Stored data:
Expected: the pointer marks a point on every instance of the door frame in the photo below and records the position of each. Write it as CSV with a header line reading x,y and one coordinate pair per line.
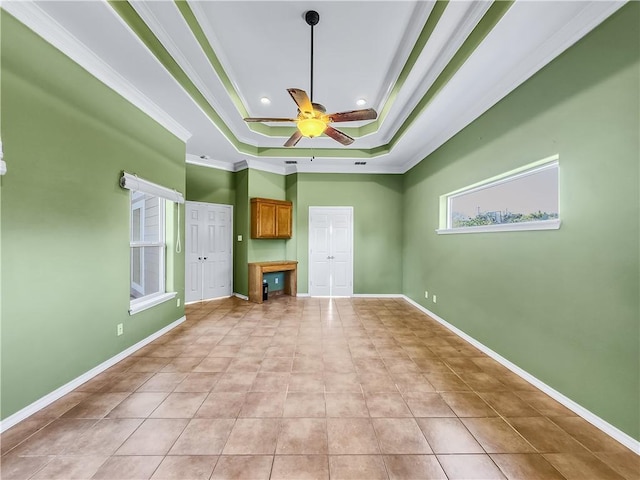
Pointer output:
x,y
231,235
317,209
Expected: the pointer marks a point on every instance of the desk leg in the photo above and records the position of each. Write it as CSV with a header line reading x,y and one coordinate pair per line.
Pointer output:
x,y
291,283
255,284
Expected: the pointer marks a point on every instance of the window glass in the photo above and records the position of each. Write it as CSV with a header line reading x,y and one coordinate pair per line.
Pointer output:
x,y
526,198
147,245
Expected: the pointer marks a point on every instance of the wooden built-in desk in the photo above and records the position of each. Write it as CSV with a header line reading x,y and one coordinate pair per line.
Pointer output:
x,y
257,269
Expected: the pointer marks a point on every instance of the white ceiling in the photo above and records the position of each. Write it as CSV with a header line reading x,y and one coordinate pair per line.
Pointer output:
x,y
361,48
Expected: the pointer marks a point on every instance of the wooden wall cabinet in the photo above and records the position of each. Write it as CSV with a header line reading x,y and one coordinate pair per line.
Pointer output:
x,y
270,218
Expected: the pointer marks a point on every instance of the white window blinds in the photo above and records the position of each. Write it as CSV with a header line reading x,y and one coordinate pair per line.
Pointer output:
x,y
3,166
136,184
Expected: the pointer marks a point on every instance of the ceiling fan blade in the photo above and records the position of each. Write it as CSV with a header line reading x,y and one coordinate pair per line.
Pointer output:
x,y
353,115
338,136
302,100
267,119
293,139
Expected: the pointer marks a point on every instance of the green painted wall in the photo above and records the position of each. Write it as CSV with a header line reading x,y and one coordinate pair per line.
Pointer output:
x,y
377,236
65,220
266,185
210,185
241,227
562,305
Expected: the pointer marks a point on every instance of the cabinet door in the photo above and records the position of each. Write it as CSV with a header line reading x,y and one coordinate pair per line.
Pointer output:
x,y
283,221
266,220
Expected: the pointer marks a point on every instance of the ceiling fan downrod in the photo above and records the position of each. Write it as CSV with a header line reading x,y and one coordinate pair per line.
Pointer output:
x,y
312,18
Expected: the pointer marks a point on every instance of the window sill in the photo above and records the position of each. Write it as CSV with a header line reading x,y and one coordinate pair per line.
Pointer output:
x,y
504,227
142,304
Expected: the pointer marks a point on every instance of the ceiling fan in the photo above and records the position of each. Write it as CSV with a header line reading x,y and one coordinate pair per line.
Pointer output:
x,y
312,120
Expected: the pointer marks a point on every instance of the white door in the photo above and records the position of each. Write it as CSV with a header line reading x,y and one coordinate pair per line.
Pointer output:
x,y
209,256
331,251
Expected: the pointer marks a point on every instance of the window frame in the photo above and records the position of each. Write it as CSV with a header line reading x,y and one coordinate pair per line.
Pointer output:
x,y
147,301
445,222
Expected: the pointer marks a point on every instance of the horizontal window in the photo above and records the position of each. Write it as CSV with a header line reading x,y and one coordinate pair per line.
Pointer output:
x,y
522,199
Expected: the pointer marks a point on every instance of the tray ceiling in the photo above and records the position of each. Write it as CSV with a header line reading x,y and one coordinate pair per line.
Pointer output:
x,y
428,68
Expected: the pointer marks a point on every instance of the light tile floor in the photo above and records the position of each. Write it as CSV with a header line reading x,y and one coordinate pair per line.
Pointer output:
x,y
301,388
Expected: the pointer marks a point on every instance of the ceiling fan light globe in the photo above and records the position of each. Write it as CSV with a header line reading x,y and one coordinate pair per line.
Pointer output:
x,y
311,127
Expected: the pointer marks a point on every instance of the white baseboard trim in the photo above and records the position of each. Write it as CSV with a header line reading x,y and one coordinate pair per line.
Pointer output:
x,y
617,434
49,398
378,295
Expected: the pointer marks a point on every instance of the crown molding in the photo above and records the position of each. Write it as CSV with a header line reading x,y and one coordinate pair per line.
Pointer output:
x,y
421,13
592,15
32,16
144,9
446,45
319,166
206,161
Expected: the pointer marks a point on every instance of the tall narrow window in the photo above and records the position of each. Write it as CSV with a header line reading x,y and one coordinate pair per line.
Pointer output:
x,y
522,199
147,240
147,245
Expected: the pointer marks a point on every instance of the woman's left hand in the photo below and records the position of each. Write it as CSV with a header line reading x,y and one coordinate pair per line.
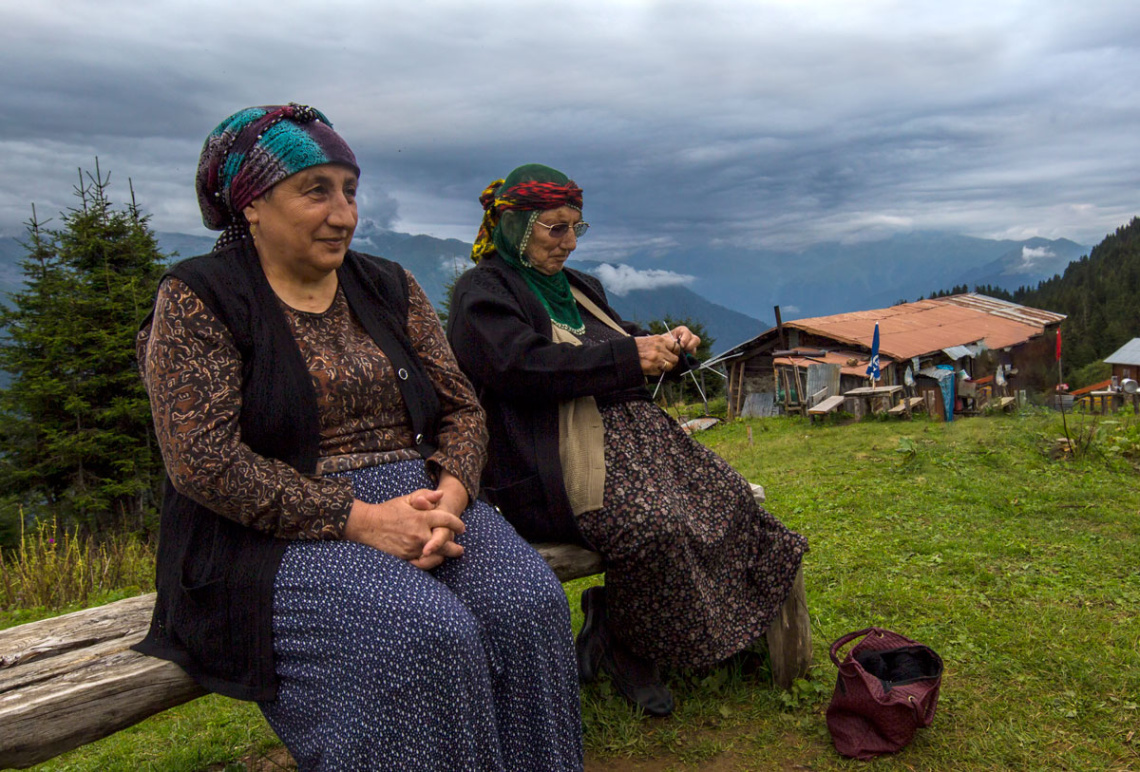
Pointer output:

--

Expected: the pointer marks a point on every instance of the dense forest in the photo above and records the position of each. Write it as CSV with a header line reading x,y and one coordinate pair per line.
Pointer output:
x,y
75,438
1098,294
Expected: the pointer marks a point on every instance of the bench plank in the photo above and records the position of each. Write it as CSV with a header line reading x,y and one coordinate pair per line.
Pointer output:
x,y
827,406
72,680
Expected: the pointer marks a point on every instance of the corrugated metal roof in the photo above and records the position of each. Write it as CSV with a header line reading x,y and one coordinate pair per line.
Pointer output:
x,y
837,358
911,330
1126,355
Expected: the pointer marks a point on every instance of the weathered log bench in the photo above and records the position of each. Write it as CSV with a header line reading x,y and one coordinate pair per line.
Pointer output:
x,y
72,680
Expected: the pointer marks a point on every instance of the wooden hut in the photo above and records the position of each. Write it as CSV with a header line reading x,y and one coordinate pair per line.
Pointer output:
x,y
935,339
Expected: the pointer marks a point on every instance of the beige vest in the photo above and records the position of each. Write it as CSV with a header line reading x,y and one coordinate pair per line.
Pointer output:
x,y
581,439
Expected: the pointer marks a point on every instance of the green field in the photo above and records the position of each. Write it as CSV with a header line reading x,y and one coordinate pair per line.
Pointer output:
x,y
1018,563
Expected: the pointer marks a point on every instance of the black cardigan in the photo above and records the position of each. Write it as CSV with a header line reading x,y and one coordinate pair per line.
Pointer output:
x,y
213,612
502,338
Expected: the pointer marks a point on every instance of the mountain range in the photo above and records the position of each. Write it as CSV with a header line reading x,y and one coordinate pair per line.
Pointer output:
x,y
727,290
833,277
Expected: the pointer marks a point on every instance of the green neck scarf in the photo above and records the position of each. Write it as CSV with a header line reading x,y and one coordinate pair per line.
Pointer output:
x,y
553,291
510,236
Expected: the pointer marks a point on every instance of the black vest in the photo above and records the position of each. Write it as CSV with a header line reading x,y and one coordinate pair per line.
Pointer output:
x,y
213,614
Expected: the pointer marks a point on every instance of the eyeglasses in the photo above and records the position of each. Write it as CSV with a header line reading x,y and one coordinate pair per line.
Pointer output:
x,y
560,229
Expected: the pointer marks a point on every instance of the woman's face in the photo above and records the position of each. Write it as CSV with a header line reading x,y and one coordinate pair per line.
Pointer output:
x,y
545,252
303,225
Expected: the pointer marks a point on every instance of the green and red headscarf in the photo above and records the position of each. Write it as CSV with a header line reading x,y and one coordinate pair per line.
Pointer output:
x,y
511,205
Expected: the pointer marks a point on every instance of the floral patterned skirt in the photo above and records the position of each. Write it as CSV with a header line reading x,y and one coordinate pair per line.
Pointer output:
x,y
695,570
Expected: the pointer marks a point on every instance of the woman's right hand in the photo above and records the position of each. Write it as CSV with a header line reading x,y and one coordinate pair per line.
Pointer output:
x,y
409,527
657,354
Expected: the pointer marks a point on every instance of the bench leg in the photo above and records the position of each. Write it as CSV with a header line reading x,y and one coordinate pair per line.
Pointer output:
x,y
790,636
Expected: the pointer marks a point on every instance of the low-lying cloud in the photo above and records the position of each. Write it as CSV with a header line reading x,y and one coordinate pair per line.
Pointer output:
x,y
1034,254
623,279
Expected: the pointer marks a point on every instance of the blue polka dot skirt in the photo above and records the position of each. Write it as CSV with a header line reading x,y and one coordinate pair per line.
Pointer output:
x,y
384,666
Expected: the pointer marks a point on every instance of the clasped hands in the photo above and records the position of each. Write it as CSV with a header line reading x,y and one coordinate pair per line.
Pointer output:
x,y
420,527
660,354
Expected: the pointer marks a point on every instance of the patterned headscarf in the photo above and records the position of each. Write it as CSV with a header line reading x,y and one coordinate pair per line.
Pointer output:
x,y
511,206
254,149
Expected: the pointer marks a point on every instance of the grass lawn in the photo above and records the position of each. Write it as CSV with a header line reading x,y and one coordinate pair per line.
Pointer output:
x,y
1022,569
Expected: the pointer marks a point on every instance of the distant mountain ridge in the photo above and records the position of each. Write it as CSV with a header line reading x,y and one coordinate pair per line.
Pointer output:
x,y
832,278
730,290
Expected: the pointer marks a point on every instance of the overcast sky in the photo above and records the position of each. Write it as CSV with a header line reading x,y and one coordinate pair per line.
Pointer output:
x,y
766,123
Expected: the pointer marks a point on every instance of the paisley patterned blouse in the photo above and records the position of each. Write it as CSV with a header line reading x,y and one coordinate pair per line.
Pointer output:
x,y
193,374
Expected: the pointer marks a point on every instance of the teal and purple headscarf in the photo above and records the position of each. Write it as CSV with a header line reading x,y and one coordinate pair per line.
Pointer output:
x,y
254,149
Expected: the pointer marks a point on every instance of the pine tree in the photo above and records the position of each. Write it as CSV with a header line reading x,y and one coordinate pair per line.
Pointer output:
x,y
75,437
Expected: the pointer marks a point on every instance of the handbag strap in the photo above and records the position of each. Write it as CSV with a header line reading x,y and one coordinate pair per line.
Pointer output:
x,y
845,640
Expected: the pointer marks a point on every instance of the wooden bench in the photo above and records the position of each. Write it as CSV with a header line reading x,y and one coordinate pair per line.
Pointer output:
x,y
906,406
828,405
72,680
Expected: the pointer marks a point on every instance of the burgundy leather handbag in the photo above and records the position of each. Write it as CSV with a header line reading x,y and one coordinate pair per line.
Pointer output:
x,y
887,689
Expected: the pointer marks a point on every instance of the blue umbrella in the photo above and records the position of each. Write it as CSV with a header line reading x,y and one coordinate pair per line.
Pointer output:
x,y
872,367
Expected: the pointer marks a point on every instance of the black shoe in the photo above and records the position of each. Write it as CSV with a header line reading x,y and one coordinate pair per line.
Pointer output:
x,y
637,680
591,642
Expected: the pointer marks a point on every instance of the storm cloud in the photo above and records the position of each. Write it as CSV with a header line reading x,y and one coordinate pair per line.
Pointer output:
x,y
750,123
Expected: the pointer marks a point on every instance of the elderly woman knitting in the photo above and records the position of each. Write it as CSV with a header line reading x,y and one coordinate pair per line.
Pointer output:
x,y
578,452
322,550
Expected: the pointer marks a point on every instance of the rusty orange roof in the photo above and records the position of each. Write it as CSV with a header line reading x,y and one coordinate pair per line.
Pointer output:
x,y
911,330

- [Your instructions] What lines above contain the string "cloud"? Copy all of them.

- [Problem solution]
Expected: the pointer marks a point on every instance of the low-lying cloud in the photo above and records the position of each. Write it as CSV with a header line reading x,y and one coordinate pair per line.
Expected: the pointer marks a point on every instance of the storm cloud in the photo above and records the position of each. Write it as CSV with a header line reading x,y and one coordinate pair per line.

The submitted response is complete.